### EXERCISE
The lines of the records that include "black" should all be copied.
[[ LISTED RECORDS open ]]
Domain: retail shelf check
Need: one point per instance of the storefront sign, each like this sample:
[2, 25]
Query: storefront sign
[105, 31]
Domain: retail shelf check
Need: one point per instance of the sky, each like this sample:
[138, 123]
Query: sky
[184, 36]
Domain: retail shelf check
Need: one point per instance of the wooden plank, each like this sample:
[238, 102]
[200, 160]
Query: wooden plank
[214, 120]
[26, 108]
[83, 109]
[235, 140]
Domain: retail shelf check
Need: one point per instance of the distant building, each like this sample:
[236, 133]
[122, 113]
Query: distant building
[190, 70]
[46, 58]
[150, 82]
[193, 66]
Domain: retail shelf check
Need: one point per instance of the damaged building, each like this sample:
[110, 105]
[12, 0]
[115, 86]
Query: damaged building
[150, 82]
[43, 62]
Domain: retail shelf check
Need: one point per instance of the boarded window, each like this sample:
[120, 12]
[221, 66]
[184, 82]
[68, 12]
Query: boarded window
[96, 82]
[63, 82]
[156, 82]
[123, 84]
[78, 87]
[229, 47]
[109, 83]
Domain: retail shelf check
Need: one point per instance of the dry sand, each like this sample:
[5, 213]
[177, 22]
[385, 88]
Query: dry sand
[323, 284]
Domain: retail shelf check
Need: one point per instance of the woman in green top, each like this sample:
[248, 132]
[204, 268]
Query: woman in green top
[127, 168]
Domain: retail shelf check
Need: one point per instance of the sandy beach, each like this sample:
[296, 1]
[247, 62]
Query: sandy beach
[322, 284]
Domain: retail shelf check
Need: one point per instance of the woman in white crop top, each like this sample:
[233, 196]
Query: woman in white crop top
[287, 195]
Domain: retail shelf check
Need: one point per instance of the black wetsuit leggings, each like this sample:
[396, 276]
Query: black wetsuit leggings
[[ LISTED RECORDS closed ]]
### RESULT
Need: one point per instance of the black wetsuit leggings, each like this sample:
Query: black wetsuit leggings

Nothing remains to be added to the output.